> **AIM OF THE EXERCISE**
In the chat completions documentation below, rewrite the paragraph that begins "Pass a session ID" as a short bulleted list that keeps its main facts.

> **EXCERPT**
- - - - -
Chat Completions

The chat completions endpoint is the primary way to interact with your Polpo agents. It follows the OpenAI API format exactly, so any OpenAI-compatible client library works out of the box.

Create chat completion

/v1/chat/completions

Send a conversation to a Polpo agent and receive a response.

Request body

agent

string

required

Name of the Polpo agent to handle the request. Must match an agent deployed to your project.

messages

object[]

required

Array of message objects forming the conversation. Each message has a role and content field.

stream

boolean

default:"false"

When true, the response is delivered as a Server-Sent Events stream. When false, the full response is returned as a single JSON object.

temperature

number

Sampling temperature between 0 and 2. Lower values produce more deterministic output. Passed through to the underlying model.

max_tokens

number

Maximum number of tokens to generate. Passed through to the underlying model.

Headers

x-session-id

string

Pass a session ID to continue an existing conversation. Without this header, a new session is always created. Set to "new" to force a new session even when a header is present.

The response always includes an x-session-id header with the session ID. Store it on the client to maintain conversation continuity.
- - - - -
> **INFORMATION GIVEN**
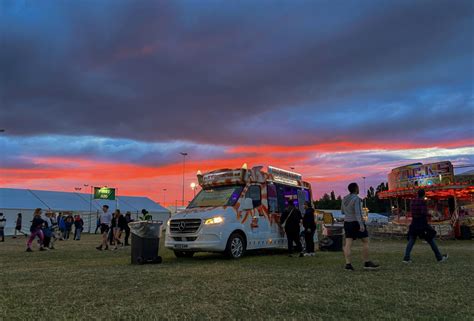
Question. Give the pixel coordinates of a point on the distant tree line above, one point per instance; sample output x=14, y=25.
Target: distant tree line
x=373, y=203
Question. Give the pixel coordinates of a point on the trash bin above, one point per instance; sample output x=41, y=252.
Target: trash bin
x=333, y=239
x=145, y=241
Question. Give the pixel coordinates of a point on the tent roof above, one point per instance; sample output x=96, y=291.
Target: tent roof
x=19, y=199
x=11, y=198
x=62, y=201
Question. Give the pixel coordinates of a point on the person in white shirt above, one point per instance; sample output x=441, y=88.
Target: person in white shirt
x=105, y=220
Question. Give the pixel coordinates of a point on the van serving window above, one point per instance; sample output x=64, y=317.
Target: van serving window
x=254, y=193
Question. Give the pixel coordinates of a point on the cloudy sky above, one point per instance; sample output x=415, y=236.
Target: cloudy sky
x=109, y=92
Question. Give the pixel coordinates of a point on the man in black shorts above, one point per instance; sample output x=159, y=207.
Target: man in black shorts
x=355, y=228
x=105, y=220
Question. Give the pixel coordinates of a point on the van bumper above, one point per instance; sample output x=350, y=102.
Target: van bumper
x=202, y=243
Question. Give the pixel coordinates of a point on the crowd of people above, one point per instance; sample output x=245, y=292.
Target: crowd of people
x=112, y=227
x=355, y=228
x=49, y=228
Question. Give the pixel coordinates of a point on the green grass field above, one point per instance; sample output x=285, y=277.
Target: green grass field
x=76, y=281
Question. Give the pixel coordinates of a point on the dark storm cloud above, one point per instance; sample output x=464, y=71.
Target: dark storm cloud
x=213, y=72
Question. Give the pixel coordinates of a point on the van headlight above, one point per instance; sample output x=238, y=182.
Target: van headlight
x=214, y=220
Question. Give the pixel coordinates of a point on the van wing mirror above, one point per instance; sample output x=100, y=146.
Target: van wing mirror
x=247, y=204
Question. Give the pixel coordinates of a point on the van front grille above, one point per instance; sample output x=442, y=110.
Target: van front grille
x=184, y=226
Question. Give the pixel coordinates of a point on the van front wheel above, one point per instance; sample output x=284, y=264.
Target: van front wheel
x=235, y=246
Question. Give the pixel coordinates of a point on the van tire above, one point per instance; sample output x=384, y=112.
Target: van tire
x=235, y=248
x=183, y=253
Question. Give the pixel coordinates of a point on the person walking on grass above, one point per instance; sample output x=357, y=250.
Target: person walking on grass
x=354, y=228
x=69, y=222
x=419, y=227
x=78, y=226
x=36, y=231
x=309, y=228
x=105, y=221
x=18, y=226
x=118, y=225
x=3, y=222
x=291, y=220
x=128, y=219
x=47, y=229
x=54, y=230
x=61, y=226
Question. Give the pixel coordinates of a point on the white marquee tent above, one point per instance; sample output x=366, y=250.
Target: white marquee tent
x=25, y=201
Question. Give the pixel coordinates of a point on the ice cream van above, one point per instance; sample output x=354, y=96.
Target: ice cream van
x=236, y=210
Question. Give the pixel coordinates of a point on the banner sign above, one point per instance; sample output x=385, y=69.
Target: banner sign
x=104, y=193
x=284, y=176
x=229, y=176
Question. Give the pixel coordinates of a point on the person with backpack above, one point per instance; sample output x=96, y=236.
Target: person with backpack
x=419, y=227
x=291, y=221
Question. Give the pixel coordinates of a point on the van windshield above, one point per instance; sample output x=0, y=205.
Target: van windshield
x=217, y=196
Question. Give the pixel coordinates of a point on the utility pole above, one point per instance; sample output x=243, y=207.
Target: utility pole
x=184, y=165
x=365, y=193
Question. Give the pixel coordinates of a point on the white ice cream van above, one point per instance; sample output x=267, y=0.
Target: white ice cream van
x=236, y=210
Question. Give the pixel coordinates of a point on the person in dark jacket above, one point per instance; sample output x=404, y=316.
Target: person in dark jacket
x=291, y=219
x=78, y=226
x=128, y=219
x=118, y=225
x=419, y=227
x=61, y=226
x=69, y=222
x=3, y=222
x=309, y=228
x=18, y=227
x=36, y=230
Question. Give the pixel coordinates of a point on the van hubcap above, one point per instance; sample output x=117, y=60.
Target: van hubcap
x=236, y=247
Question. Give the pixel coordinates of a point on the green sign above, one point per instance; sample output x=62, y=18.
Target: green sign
x=104, y=193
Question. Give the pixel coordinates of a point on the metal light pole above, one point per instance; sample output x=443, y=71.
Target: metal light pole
x=184, y=164
x=164, y=197
x=90, y=207
x=193, y=187
x=365, y=193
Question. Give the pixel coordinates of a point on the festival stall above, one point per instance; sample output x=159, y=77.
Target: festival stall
x=449, y=198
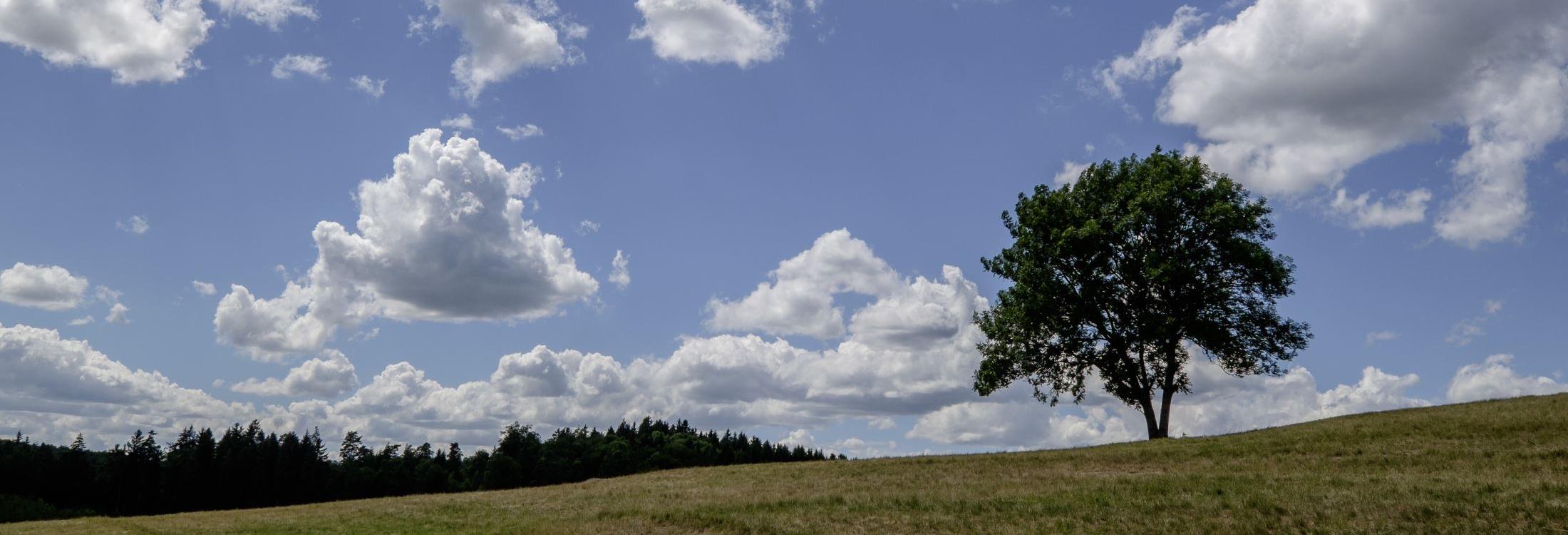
- - - - -
> **WRITTEN REPLY**
- Passing a session ID continues an existing conversation.
- Without this header, a new session is always created.
- Setting the header to "new" forces a new session even when a header is present.